EXERCISE PROMPT | Your task is to give the entries back exactly, leaving nothing out.

MATERIAL PROVIDED |
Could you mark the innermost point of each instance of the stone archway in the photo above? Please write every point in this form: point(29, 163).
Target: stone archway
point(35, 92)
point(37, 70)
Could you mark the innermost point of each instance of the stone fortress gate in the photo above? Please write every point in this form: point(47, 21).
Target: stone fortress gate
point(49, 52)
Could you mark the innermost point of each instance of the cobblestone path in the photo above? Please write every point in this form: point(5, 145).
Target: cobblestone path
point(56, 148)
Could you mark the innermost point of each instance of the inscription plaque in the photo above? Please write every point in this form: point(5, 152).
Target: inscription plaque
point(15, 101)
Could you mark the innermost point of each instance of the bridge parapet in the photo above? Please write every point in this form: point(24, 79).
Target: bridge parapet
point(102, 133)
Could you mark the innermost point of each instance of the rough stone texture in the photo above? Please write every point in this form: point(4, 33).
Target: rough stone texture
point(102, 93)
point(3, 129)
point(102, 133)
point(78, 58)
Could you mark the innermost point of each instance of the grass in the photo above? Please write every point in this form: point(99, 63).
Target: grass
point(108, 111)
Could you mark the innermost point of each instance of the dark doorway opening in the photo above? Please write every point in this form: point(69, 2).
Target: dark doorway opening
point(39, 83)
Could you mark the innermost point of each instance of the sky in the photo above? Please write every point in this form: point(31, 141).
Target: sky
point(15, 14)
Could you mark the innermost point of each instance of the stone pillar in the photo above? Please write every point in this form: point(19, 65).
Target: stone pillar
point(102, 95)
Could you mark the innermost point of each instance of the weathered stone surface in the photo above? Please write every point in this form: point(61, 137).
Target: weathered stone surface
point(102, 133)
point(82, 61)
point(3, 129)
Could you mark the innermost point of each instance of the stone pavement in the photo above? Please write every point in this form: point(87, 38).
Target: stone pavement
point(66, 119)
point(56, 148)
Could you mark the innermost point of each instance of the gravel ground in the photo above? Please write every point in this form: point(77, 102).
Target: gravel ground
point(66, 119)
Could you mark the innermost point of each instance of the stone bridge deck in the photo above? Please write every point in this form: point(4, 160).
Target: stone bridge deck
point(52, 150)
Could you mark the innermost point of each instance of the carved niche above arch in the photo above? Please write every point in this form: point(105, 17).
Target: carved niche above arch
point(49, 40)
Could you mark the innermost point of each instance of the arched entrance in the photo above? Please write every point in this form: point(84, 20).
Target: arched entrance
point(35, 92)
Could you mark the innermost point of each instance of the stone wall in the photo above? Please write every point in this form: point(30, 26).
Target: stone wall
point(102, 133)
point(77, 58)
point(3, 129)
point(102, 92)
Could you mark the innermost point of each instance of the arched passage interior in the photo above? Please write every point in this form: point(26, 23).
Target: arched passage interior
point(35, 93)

TASK RESPONSE |
Could you mark the innermost point of each instance of the stone archway in the photo above? Please write every point in this form: point(29, 163).
Target: stone archway
point(35, 92)
point(37, 70)
Could you mark the innermost point of each instance of the stone fortress gate in the photo above? Please write every point in this form: point(47, 21).
Target: stone fortress gate
point(49, 52)
Could you mark the innermost point of each instance of the cobblestone path in the photo above? Please write every point in this form: point(5, 145).
Target: cobblestone path
point(56, 148)
Could you mark the innermost point of each instance of the inscription plaque in the photo above? Please write every point in this form: point(5, 152).
Target: inscription plaque
point(15, 101)
Could you mark the innermost point of each instance of the bridge parapet in the photo above? Please write every point in this form: point(24, 79).
Target: bridge parapet
point(102, 133)
Could you mark the innermost point of each instance of the rough stone texture in the photo above? Please write every point in this form: point(4, 33).
Target: rough stone texture
point(102, 93)
point(3, 129)
point(102, 133)
point(78, 58)
Could you mark the innermost point of each instance of the grass in the photo above? Please write every point in this form: point(99, 63).
Target: grass
point(108, 111)
Could you mark the innermost point of each instance of the dark doorway opening in the photo above? Please write every point in this form: point(69, 2).
Target: dark doorway opening
point(39, 83)
Could you mark the innermost point of each instance of the sky in the photo above? Please write every point in this form: point(31, 141).
Target: sky
point(15, 14)
Could you mark the innermost point of each instance of the stone pillar in the photo above? Please write every point in this form: point(19, 65).
Target: stone pillar
point(102, 95)
Could you mark the innermost point of each instance of the weathered stone surface in the photo above? Please write every point in this form: point(61, 137).
Target: weathered stone surface
point(102, 133)
point(82, 61)
point(3, 129)
Could you mark the innermost point of each instance of the stone pavement in the photo above? Please write every point in this form: point(87, 38).
Target: stone pavement
point(66, 119)
point(56, 148)
Could you mark the innermost point of each instance of the gravel ground in the photo above? Please write every point in this form: point(77, 102).
Target: gravel ground
point(66, 119)
Could you mark the innermost point of each instance of the stone bridge deck in the photo above? Please write every point in this form: point(4, 160).
Target: stone bridge deck
point(52, 150)
Could you mark the innermost point of each instance of the carved niche above arch in the photo above? Please write every point in this form: point(105, 17).
Target: carved niche above arch
point(49, 40)
Could you mark the innermost point of each instance of the arched entrance in the photo above? Please write every point in this form: point(84, 20).
Target: arched entrance
point(35, 92)
Could you mark the innermost point of each instance of the stone wall in the photo above? Please write every point in this form: point(30, 26).
Target: stone wall
point(102, 133)
point(77, 58)
point(3, 129)
point(102, 92)
Could you mark the innermost point of each instance of the arched passage interior in the photo above? Please write every point in this form: point(26, 23).
Target: arched passage interior
point(35, 93)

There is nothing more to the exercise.